Selected extract ▸
This September the Young Researchers Network on Complex Systems (YRNCS) held their first workshop in Lucca (Italy) which featured a wide array of research disciplines, ‘self-organised’ by the YRNCS Committee, as well as those early Post Docs, masters and PhD students that attended. From climate change to human economics, a series of tutorials, participatory projects and debate sessions was actively led by all those involved, sharing various methodological approaches and analytical tools.
The study of Complex Systems itself is a new interdisciplinary field of growing scientific research described as any system or collective behaviour of a great number of entities. Its approach can be simply described in Aristotle’s statement “The whole is more than the sum of its parts” in which the whole of a system cannot be inferred from its sub-parts, but by its entirety.
Examples of this were illustrated throughout the workshop as participants presented their areas of research, including the use of network modelling to predict future climate change over a global scale, understanding cognitive brain activity when processing information as well as for analysing participatory engagement from those informatic tools used during project planning.

Given material ▸
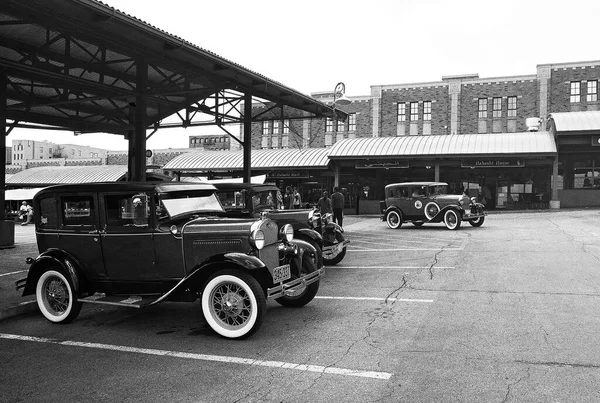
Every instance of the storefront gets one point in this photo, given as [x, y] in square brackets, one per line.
[512, 170]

Using the information ▸
(A) Name the kinds of sessions that the report on the YRNCS workshop in Lucca says were actively led by everyone involved.
(B) Carry on the report on the YRNCS workshop in Lucca from its last sentence.

Answers to the exercises ▸
(A)
- Tutorials
- Participatory projects
- Debate sessions

(B)
Complex Systems combines approaches and modelling techniques from a host of disciplines, developing a richer understanding of the relationships between each sub-part, their interactions and context within its overall environment. Models created can then be used as ‘representatives’ to identify and examine the complex behaviours of naturally occurring systems or patterns using various statistical physics, informative theory and non-linear dynamics.
This was reflected in the participatory projects that ran in parallel throughout the week in which the young researchers from different fields of research combined their skills and expertise to approach emerging topics in Complex Systems Research.
One such project which generated much interest investigated whether network modelling could be applied to further understand the evolution of biological complexity and diversity in DNA development between species. This project, like all those actively constructed – Gerrymandering, spatial levels of crime and developing a platform for open data – will now continue to be explored beyond the workshop into publishable pieces of research.